### What is required
In the records below, locate the line containing "Please annotate the shadowed"; output that line and every following line through the last, exactly.

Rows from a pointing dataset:
_ _ _ _ _ _ _
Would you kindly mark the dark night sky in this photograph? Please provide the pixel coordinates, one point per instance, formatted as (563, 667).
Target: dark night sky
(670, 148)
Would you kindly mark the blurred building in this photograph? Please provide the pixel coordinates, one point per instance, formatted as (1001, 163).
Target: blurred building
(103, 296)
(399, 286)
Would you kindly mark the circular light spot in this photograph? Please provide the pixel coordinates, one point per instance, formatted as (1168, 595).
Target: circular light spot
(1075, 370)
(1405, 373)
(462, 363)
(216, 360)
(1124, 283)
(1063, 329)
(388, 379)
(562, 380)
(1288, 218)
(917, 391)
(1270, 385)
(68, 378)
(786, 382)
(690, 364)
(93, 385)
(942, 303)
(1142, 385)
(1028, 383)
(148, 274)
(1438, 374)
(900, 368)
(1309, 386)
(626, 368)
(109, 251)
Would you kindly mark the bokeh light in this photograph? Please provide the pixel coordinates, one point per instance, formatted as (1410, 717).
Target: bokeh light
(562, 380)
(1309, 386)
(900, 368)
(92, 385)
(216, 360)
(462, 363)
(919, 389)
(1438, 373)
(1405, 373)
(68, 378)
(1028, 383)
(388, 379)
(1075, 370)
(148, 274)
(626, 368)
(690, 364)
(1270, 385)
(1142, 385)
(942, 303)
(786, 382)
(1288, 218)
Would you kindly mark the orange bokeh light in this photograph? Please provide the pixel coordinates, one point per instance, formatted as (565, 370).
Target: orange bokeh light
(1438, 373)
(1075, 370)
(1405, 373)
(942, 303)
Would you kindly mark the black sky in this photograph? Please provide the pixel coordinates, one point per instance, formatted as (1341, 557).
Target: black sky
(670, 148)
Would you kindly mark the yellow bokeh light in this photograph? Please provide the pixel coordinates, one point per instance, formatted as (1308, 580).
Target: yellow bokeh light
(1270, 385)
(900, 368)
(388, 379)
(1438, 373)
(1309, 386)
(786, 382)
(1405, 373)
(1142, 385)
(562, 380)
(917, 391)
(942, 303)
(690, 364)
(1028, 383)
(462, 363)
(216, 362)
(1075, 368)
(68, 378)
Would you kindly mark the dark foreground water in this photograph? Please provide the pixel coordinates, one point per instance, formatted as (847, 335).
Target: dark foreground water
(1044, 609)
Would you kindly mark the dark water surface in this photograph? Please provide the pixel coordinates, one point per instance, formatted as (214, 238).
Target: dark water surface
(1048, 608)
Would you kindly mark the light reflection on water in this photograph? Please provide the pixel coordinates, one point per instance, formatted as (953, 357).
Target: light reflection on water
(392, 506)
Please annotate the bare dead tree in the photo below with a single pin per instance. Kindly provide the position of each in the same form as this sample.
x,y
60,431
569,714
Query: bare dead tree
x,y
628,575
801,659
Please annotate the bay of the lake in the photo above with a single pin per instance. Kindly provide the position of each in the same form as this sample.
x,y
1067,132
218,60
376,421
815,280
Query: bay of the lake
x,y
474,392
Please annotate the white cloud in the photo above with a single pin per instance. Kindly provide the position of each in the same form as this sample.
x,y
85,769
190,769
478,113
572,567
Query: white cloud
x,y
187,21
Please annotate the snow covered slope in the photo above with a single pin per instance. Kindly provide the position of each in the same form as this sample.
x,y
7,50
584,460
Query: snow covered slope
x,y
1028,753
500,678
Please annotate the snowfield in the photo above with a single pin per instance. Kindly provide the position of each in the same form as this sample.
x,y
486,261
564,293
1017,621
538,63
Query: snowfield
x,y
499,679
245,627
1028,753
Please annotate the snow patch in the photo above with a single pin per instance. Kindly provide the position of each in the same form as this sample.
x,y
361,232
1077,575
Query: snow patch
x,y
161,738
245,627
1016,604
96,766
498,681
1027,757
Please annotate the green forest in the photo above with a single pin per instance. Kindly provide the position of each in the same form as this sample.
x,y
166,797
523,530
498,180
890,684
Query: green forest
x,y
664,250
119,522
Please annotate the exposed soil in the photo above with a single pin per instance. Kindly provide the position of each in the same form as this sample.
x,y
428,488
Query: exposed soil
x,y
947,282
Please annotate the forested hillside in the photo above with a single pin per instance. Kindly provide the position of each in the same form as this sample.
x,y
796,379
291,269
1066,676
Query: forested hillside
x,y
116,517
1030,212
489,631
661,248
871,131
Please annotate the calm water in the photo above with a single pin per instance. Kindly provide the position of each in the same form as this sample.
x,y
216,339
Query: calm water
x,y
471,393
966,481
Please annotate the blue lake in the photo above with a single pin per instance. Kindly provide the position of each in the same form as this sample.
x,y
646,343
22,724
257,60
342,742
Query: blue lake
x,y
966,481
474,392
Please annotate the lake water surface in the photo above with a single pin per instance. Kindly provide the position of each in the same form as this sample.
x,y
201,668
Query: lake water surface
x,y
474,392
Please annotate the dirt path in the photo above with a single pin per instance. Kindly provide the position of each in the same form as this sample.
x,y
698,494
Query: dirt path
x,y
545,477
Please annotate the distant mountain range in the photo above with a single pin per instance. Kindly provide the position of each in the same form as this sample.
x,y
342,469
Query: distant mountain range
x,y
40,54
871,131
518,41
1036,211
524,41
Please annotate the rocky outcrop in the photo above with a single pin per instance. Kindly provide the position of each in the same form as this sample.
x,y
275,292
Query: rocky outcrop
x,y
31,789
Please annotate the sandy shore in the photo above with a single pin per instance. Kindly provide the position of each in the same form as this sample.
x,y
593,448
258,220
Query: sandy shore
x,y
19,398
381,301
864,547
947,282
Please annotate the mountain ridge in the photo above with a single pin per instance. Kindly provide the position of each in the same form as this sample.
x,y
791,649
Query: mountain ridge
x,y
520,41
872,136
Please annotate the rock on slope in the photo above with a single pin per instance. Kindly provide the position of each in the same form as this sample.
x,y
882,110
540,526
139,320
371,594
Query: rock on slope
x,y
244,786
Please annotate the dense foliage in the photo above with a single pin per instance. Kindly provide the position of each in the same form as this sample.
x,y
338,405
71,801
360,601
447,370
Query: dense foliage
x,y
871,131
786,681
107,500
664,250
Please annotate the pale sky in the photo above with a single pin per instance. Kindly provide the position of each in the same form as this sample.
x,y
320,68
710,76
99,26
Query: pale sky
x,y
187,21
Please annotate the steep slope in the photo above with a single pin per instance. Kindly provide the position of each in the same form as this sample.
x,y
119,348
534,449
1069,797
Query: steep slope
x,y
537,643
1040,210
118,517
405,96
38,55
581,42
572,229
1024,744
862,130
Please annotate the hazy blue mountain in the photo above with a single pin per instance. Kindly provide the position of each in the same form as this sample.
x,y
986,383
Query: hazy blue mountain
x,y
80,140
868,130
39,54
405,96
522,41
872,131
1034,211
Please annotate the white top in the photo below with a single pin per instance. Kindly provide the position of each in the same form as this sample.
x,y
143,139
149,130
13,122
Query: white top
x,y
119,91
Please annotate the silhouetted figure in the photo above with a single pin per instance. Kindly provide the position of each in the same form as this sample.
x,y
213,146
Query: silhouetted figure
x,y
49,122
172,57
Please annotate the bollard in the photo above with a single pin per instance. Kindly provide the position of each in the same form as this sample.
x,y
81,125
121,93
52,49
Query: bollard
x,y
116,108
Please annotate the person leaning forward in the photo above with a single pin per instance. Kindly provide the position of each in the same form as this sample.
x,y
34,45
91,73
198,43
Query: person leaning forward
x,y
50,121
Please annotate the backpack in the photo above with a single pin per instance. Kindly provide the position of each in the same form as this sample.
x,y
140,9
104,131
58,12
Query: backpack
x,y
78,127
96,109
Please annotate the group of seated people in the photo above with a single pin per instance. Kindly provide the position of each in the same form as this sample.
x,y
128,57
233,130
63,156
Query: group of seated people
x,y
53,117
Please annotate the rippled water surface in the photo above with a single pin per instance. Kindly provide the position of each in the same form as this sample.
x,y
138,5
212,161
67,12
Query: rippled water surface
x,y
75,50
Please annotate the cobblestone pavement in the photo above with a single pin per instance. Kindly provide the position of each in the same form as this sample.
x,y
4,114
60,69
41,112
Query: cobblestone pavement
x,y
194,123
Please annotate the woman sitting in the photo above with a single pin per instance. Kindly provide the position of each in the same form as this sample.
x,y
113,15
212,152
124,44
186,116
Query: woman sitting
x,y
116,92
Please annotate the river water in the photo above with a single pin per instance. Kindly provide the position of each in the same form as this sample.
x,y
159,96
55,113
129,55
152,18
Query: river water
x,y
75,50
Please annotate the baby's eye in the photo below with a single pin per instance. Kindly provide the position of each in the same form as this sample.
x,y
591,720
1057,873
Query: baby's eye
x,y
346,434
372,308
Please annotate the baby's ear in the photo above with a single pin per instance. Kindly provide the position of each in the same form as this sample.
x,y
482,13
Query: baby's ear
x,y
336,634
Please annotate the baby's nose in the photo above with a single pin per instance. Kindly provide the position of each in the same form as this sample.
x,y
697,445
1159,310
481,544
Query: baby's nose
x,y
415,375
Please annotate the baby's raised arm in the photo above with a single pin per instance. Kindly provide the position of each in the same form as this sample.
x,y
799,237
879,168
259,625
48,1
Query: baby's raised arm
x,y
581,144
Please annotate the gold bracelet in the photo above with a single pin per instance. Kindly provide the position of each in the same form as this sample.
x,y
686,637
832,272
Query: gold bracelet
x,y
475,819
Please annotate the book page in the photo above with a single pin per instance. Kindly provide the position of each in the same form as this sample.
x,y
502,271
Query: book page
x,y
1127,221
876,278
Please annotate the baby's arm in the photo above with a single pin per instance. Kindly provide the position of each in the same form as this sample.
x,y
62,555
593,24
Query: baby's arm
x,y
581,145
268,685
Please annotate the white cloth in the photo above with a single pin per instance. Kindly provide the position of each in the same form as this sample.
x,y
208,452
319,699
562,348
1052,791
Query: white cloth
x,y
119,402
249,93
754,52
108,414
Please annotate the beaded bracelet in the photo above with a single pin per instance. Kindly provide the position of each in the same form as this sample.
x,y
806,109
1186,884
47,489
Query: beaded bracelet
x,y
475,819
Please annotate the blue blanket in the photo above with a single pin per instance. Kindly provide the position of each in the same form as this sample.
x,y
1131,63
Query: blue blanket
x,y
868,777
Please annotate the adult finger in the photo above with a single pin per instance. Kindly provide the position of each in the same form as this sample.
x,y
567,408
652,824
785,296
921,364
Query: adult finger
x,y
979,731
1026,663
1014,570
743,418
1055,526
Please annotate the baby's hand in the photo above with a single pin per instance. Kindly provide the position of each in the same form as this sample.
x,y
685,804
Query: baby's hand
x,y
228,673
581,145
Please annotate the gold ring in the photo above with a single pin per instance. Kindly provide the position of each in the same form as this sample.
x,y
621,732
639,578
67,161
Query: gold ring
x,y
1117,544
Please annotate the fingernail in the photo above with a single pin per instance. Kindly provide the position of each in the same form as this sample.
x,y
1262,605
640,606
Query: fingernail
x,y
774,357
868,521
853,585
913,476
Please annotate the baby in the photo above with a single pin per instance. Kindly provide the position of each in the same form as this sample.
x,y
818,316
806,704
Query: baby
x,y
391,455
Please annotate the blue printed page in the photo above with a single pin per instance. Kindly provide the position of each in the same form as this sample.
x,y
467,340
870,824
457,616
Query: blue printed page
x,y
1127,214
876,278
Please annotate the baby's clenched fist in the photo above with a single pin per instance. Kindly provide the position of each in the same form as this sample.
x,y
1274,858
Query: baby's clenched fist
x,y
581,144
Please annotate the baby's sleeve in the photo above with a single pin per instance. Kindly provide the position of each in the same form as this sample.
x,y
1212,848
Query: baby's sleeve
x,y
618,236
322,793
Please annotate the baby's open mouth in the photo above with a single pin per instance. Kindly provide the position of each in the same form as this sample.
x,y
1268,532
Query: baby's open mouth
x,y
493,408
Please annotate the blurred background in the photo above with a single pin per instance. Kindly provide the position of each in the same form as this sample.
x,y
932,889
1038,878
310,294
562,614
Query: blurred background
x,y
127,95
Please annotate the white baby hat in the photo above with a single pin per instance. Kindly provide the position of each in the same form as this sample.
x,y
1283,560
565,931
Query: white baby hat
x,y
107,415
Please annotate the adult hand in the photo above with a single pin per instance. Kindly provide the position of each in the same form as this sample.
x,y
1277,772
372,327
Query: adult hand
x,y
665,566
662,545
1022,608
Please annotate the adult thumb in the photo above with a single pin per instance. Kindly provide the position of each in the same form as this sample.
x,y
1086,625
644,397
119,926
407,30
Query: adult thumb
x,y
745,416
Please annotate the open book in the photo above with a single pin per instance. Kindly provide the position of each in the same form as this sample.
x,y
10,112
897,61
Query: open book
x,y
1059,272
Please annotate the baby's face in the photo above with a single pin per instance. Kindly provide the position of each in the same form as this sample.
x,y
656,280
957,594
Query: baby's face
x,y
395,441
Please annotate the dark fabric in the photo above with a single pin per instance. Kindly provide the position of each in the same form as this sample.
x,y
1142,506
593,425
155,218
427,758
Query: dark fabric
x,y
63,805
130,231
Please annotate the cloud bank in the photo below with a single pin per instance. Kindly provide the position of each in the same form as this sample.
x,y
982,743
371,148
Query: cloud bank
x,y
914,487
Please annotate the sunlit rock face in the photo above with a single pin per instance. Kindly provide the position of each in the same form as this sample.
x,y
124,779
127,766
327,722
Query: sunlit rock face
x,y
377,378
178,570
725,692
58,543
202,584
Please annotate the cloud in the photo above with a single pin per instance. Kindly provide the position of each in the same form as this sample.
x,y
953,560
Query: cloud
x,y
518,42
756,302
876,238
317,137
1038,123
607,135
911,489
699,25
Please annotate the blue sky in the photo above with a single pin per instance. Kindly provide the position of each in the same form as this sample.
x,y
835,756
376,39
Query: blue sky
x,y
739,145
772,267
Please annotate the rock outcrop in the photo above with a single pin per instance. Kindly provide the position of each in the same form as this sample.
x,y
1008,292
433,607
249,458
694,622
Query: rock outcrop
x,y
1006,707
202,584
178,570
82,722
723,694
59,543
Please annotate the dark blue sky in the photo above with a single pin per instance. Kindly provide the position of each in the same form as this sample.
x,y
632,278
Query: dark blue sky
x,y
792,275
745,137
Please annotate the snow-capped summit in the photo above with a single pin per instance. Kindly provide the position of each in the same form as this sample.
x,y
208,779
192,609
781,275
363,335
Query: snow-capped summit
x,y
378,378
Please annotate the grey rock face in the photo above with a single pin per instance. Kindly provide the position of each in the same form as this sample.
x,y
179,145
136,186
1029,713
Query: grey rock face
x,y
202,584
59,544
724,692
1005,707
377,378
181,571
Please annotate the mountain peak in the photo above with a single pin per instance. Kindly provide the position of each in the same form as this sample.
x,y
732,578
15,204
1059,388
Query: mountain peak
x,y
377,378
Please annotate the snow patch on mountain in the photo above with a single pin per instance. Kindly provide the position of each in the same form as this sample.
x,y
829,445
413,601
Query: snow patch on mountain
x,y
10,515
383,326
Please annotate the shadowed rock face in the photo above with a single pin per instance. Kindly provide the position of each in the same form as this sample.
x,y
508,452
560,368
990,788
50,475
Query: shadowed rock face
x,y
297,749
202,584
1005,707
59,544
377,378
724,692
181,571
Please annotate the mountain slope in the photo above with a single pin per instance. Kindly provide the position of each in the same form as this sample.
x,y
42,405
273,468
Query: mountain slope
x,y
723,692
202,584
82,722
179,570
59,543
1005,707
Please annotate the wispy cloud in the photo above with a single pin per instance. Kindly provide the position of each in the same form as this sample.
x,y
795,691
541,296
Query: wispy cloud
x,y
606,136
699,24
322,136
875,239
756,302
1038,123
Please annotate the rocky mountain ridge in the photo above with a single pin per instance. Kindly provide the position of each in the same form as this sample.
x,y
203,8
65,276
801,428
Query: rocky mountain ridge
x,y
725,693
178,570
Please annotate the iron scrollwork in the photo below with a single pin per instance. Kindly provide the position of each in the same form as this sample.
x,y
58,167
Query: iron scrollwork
_ _ _ _ _ _ _
### Task response
Please annotate the shadowed rock face in the photo above with a single pin per instance. Kindly provide the position of each in the same form as this sample.
x,y
508,452
560,368
990,788
50,475
Query: shadowed rock face
x,y
297,749
202,584
1005,707
59,544
377,378
724,692
181,571
Please annotate the mountain slope in the photo above with a single pin per instance. Kindly provide the position of each in the same form as this sample.
x,y
42,405
273,468
Query: mountain slope
x,y
723,692
202,584
82,722
179,570
59,543
1005,707
Please annotate the wispy cloud in the photo above with a single pin per instance. Kindly provide the position of each in the same form as this sample.
x,y
795,691
541,296
Query: wispy cloud
x,y
606,136
699,24
322,136
875,239
756,302
1038,123
Please annotate the rocky mountain ridge in the photo above with a single pin per instance. Kindly provide the position of each in the same form as this sample.
x,y
203,8
65,276
801,428
Query: rocky mountain ridge
x,y
725,693
178,570
Please annotate the iron scrollwork in the photo below with a single pin per instance. Kindly provide the position of each in the same form as this sample.
x,y
58,167
Query: iron scrollwork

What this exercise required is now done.